What to do:
Copy the records verbatim, starting at the line that contains "Where can the dark wooden" and ending at the line that contains "<point>332,913</point>", both included.

^^^^^^^^^^^^^^^^

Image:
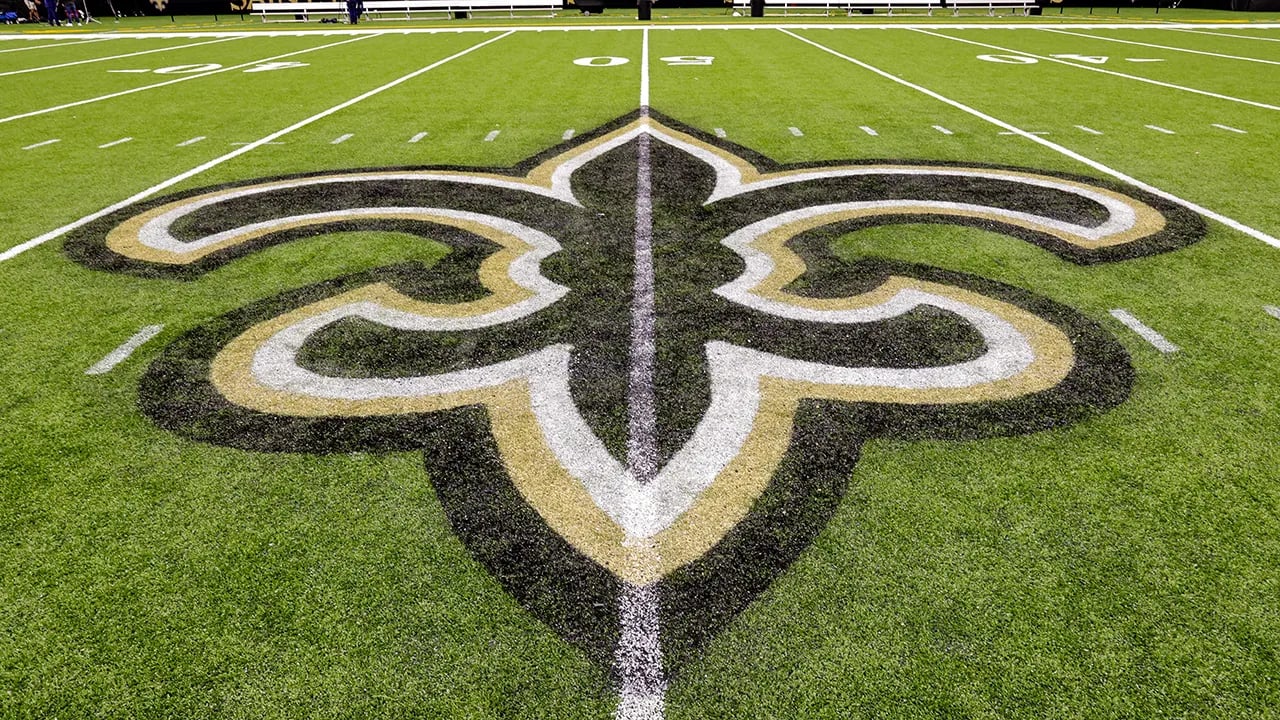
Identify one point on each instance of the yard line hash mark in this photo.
(184, 78)
(58, 232)
(126, 349)
(1144, 331)
(1095, 69)
(1161, 48)
(114, 58)
(1102, 168)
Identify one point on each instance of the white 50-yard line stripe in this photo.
(127, 347)
(1164, 46)
(37, 241)
(184, 78)
(1157, 341)
(1051, 145)
(118, 57)
(1093, 69)
(54, 45)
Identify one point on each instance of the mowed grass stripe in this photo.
(91, 60)
(1037, 575)
(92, 181)
(1216, 78)
(86, 91)
(1200, 164)
(461, 103)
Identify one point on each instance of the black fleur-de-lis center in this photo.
(512, 363)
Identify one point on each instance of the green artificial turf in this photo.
(1120, 566)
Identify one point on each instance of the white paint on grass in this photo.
(168, 82)
(114, 58)
(1164, 48)
(58, 232)
(1114, 73)
(126, 349)
(1051, 145)
(1157, 341)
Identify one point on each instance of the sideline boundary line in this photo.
(1166, 48)
(122, 57)
(1046, 58)
(54, 233)
(184, 78)
(1051, 145)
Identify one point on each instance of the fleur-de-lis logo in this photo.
(640, 377)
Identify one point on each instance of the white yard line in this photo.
(1166, 48)
(54, 45)
(181, 177)
(1229, 128)
(1095, 69)
(1223, 33)
(184, 78)
(126, 349)
(115, 57)
(1051, 145)
(638, 659)
(1157, 341)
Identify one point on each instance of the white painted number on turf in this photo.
(1009, 59)
(268, 67)
(600, 62)
(688, 59)
(1091, 59)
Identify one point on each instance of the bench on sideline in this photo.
(398, 9)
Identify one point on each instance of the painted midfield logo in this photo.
(524, 364)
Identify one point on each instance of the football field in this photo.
(836, 370)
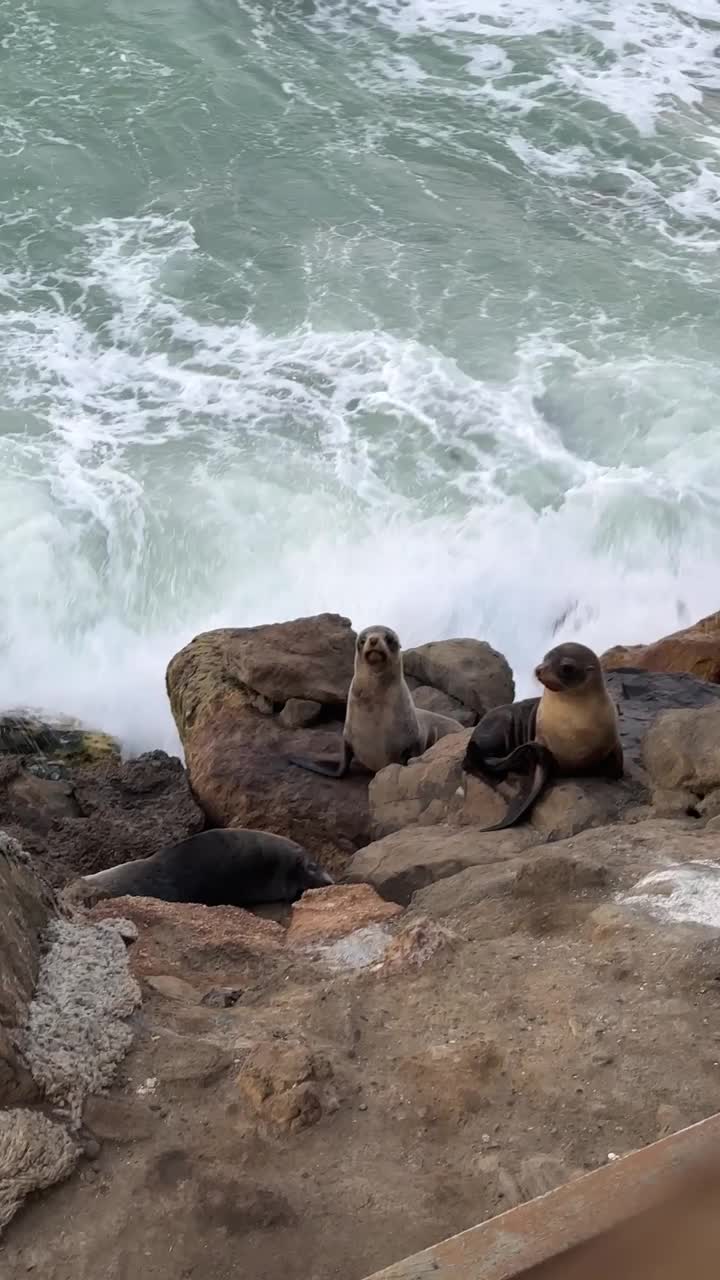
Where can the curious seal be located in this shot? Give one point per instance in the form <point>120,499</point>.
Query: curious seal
<point>570,730</point>
<point>217,868</point>
<point>382,723</point>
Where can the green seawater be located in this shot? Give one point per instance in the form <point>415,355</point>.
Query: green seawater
<point>406,310</point>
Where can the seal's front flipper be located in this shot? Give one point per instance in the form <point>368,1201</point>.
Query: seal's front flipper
<point>542,771</point>
<point>327,768</point>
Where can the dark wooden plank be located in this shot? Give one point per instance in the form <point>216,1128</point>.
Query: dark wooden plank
<point>654,1215</point>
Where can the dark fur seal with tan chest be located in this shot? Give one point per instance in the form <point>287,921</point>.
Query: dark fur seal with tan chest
<point>382,723</point>
<point>215,868</point>
<point>572,730</point>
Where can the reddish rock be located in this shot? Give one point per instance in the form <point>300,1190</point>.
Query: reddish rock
<point>181,938</point>
<point>415,945</point>
<point>693,650</point>
<point>332,913</point>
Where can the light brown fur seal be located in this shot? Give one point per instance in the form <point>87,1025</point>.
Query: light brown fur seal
<point>572,730</point>
<point>382,723</point>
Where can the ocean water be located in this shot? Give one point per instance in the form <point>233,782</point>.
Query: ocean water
<point>406,310</point>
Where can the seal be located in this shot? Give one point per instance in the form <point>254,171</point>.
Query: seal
<point>382,723</point>
<point>215,868</point>
<point>572,730</point>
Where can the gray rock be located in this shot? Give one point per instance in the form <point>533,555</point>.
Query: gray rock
<point>408,860</point>
<point>429,699</point>
<point>299,712</point>
<point>472,671</point>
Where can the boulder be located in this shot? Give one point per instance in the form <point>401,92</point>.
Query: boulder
<point>323,914</point>
<point>693,650</point>
<point>575,804</point>
<point>182,938</point>
<point>308,658</point>
<point>26,908</point>
<point>470,671</point>
<point>299,712</point>
<point>236,750</point>
<point>682,754</point>
<point>59,737</point>
<point>287,1088</point>
<point>414,945</point>
<point>600,859</point>
<point>95,816</point>
<point>405,862</point>
<point>429,699</point>
<point>31,798</point>
<point>466,888</point>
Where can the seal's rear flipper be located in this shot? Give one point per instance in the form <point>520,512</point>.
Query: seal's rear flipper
<point>327,768</point>
<point>523,801</point>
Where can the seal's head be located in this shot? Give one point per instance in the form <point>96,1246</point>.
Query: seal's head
<point>570,668</point>
<point>311,874</point>
<point>378,648</point>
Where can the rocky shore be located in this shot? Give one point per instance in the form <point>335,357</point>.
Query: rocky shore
<point>468,1019</point>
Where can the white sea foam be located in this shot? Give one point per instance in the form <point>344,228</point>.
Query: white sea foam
<point>168,464</point>
<point>637,58</point>
<point>250,478</point>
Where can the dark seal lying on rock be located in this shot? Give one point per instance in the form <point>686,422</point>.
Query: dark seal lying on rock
<point>572,730</point>
<point>214,868</point>
<point>382,723</point>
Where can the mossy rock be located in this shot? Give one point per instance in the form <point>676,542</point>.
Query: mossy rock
<point>59,739</point>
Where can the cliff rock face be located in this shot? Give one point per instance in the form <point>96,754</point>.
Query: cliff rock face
<point>26,908</point>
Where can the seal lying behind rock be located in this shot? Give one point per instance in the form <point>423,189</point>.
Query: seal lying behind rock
<point>570,730</point>
<point>382,723</point>
<point>215,868</point>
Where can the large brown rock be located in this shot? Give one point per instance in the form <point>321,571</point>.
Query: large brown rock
<point>26,908</point>
<point>308,658</point>
<point>236,749</point>
<point>185,940</point>
<point>236,696</point>
<point>470,671</point>
<point>695,650</point>
<point>324,914</point>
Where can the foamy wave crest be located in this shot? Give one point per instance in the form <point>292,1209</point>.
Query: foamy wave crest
<point>160,474</point>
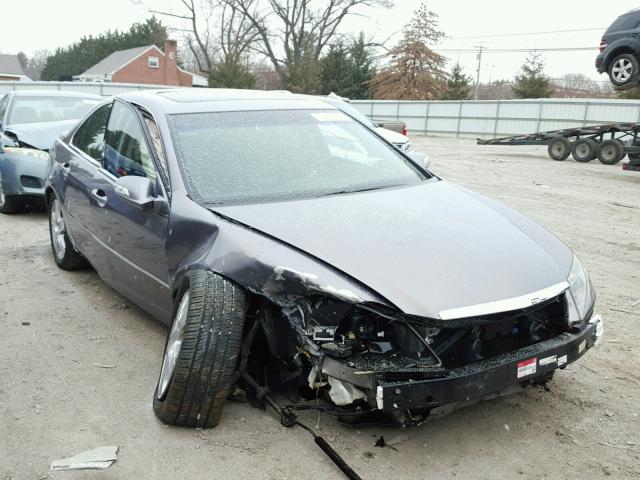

^^^^^^^^^^^^^^^^

Exercise solution:
Where can the dark wooden plank be located in this shot? Give one point per instance in the form <point>216,1128</point>.
Query: dark wooden plank
<point>654,1215</point>
Where can the dark fur seal with tan chest be located in this shot? Give one point per instance in the form <point>287,921</point>.
Query: dark fur seal with tan chest
<point>382,723</point>
<point>215,868</point>
<point>572,730</point>
Where can the reddish rock be located in this shot? Give one point per instance in the form <point>300,1190</point>.
Query: reddish rock
<point>181,938</point>
<point>415,945</point>
<point>693,650</point>
<point>332,913</point>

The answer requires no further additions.